--- START OF Raw records ---

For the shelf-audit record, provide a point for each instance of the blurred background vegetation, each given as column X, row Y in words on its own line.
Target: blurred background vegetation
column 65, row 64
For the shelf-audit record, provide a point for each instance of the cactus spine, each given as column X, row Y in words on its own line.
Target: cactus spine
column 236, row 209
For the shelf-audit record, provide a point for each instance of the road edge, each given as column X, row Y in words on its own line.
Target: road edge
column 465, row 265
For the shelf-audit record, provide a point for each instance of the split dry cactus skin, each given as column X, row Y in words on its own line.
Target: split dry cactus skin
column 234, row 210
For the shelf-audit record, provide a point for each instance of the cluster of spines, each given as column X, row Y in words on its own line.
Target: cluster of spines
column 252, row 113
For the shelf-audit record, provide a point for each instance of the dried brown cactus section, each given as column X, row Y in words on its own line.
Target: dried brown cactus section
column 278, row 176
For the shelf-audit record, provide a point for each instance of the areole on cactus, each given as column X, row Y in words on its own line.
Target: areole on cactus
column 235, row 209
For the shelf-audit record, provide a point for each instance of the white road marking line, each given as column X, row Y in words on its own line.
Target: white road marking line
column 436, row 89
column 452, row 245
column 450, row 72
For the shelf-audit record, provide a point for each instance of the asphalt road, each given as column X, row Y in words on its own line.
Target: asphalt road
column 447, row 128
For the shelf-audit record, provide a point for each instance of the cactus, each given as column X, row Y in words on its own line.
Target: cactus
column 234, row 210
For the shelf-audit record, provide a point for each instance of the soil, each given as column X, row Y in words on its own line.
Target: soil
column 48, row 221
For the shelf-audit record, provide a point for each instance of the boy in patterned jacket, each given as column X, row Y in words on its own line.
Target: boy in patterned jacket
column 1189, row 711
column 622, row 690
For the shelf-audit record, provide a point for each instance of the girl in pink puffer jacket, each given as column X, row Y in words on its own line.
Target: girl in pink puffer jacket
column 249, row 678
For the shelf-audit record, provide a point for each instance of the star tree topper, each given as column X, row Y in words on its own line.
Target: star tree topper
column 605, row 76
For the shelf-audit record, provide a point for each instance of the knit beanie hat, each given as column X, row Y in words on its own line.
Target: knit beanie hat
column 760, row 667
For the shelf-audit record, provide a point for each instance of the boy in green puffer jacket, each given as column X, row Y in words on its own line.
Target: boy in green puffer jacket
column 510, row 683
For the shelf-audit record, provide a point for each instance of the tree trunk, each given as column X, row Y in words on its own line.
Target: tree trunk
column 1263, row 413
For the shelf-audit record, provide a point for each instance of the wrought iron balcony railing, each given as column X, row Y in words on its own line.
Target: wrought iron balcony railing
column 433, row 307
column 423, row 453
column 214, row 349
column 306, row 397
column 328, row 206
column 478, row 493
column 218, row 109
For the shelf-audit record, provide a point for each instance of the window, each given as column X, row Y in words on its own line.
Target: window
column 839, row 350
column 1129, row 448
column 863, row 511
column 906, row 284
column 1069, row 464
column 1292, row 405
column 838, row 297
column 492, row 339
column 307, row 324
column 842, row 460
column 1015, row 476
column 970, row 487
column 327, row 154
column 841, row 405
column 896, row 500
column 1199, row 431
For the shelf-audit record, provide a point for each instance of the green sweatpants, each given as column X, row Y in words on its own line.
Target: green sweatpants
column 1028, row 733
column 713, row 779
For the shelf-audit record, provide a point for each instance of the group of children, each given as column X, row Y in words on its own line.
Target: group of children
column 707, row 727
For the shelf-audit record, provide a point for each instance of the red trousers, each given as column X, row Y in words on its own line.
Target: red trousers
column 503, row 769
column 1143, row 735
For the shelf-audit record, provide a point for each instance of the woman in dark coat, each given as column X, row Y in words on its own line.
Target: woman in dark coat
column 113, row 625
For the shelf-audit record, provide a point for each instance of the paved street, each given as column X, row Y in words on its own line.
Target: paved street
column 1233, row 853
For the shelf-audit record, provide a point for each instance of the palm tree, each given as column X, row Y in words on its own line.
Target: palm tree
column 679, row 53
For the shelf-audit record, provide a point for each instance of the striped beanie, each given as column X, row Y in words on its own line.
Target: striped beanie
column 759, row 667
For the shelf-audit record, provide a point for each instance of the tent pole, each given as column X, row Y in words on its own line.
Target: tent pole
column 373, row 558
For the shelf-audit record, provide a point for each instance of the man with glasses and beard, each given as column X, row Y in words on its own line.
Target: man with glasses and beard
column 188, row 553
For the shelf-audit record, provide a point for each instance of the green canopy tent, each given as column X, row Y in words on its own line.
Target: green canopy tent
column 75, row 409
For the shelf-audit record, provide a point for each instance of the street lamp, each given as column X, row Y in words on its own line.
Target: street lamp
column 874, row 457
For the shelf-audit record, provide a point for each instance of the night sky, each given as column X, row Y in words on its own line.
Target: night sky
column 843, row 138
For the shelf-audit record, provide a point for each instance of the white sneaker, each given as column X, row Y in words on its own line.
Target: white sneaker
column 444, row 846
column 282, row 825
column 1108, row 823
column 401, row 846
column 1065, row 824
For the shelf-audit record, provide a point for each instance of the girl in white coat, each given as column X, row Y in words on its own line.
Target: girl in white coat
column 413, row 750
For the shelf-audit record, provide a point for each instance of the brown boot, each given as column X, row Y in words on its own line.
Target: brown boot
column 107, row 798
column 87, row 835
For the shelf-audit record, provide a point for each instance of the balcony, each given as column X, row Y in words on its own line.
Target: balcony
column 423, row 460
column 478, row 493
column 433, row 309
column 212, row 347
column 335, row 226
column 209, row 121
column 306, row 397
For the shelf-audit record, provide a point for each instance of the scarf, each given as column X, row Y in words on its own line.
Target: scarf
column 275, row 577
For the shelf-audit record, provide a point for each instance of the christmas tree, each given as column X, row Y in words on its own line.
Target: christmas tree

--- END OF Raw records ---

● **Exercise brief**
Rewrite all of the lines above, replacing "shelf-audit record" with "inventory record" and leaving everything else unchanged.

● **Solution to this exercise**
For the inventory record, provide a point for each instance of the blurred background vegetation, each given as column X, row Y in words on its own line.
Target: blurred background vegetation
column 65, row 64
For the inventory record, provide a point for each instance of the cactus spine, each given as column X, row Y in words on its own line.
Target: cactus spine
column 236, row 209
For the inventory record, provide a point for each instance of the road edge, each given as column X, row Y in words on its own line.
Target: road edge
column 465, row 265
For the inventory record, provide a point for each instance of the split dry cactus skin, each given as column X, row Y in words on its own line.
Target: split dry cactus skin
column 234, row 210
For the inventory record, provide a point for each instance of the cluster of spines, each given as column X, row Y in words on its own line.
Target: cluster of spines
column 252, row 113
For the inventory record, provide a point for each instance of the dried brown cactus section, each given as column X, row Y in words on its own line.
Target: dried brown cactus section
column 278, row 176
For the inventory record, provide a point for each instance of the areole on cactus, each given as column X, row Y in words on its own line.
Target: areole on cactus
column 235, row 209
For the inventory record, provide a point for each instance of the white road marking line, each given as column X, row Y in words on its own line.
Target: white road marking line
column 436, row 89
column 452, row 245
column 450, row 72
For the inventory record, provide a point for each instance of the asphalt road, each given as column X, row Y in words on its own line.
Target: asphalt road
column 447, row 128
For the inventory record, provide a point for each instance of the cactus, each given as column X, row Y in words on its own line.
Target: cactus
column 234, row 210
For the inventory record, provide a point for each instance of the soil, each given as column X, row Y in words on its own line.
Target: soil
column 48, row 221
For the inventory record, provide a point for each instance of the boy in patterned jacket, each given as column X, row Y in words on its own line.
Target: boy in patterned jacket
column 1189, row 711
column 622, row 690
For the inventory record, provide a point for each instance of the girl in pink puffer jacket, each given as column X, row Y in words on its own line.
Target: girl in pink puffer jacket
column 249, row 678
For the inventory record, provide a point for each instance of the star tree topper, each given as column X, row Y in words on its own line.
Target: star tree topper
column 605, row 76
For the inventory record, provide a point for each instance of the knit beanie hat, each given as column X, row Y in words on its own line.
Target: knit beanie hat
column 760, row 667
For the inventory record, provide a point for each instance of the boy in green puffer jacket, each given as column X, row Y in words on its own line.
Target: boy in green puffer jacket
column 510, row 683
For the inventory record, provide a point for each instance of the tree trunk, each given as column X, row Y in words on its own line.
Target: tree trunk
column 1263, row 413
For the inventory record, provide a point for each instance of the wrought iron balcony railing, each given as column X, row Y in words on its own line.
Target: wrought iron balcony railing
column 433, row 307
column 423, row 453
column 214, row 349
column 306, row 397
column 328, row 206
column 478, row 493
column 218, row 109
For the inventory record, provide a point for each instance of the window, each given as column X, row Y in words on its own line.
Target: window
column 839, row 350
column 1129, row 448
column 863, row 511
column 906, row 284
column 1069, row 464
column 1292, row 405
column 838, row 297
column 492, row 339
column 307, row 324
column 842, row 460
column 1015, row 476
column 970, row 487
column 327, row 154
column 841, row 405
column 896, row 500
column 1199, row 431
For the inventory record, provide a point for each instance of the green sweatpants, each given as column X, row Y in words on its own line.
Target: green sweatpants
column 1028, row 733
column 713, row 779
For the inventory record, provide a point for each instance of the group of children, each given as column X, row Y in words on its own line.
Target: group of children
column 707, row 727
For the inventory record, provide a point for each instance of the red trousers, each given as column X, row Y in words on its own line.
Target: red trousers
column 503, row 769
column 1143, row 735
For the inventory record, provide a point for each instance of the woman in dark coat, each given as column X, row Y in words on its own line.
Target: woman in dark coat
column 113, row 625
For the inventory record, provide a point for each instance of the paved street, each given as column X, row Y in words on its own line.
Target: paved street
column 1233, row 853
For the inventory record, provide a point for each instance of the palm tree, each given as column X, row Y in words on its own line.
Target: palm tree
column 679, row 53
For the inventory record, provide a point for each instance of the striped beanie, each given as column X, row Y in words on its own line.
Target: striped beanie
column 759, row 667
For the inventory record, provide a point for each instance of the tent pole, each given as column X, row Y in words on its own line.
Target: tent pole
column 373, row 558
For the inventory record, provide a point for each instance of the man with glasses and beard, each given as column X, row Y in words on its own line.
Target: man with glasses and beard
column 188, row 553
For the inventory record, provide a point for each instance of the green canopy tent, each given as column X, row Y in words on its own line.
Target: green canopy tent
column 75, row 409
For the inventory record, provide a point for each instance of the street lamp, each given as column X, row Y in words on its own line.
Target: street lamp
column 874, row 457
For the inventory record, provide a point for each instance of the night sky, each given as column X, row Y in words on its own line.
Target: night sky
column 843, row 138
For the inventory record, provide a point for each instance of the white sneaker, each given as column X, row Y in words on its own line.
Target: white sneaker
column 444, row 846
column 282, row 825
column 1108, row 823
column 401, row 846
column 1065, row 824
For the inventory record, provide a point for each instance of the girl in white coat, each given as column X, row Y in words on its own line.
Target: girl in white coat
column 413, row 750
For the inventory record, provide a point for each instance of the brown boot, each given as column X, row Y in words on its own line.
Target: brown boot
column 107, row 798
column 87, row 835
For the inventory record, provide a point for each instance of the balcony, each given as column X, row Y in words on its own line.
Target: balcony
column 423, row 460
column 478, row 493
column 433, row 309
column 212, row 347
column 335, row 226
column 209, row 121
column 306, row 397
For the inventory record, provide a point for each instance of the scarf, each given as column X, row Y in words on its own line.
Target: scarf
column 275, row 577
For the inventory record, provide a point for each instance of the christmas tree, each given as column X, row Y in words on its own line.
Target: christmas tree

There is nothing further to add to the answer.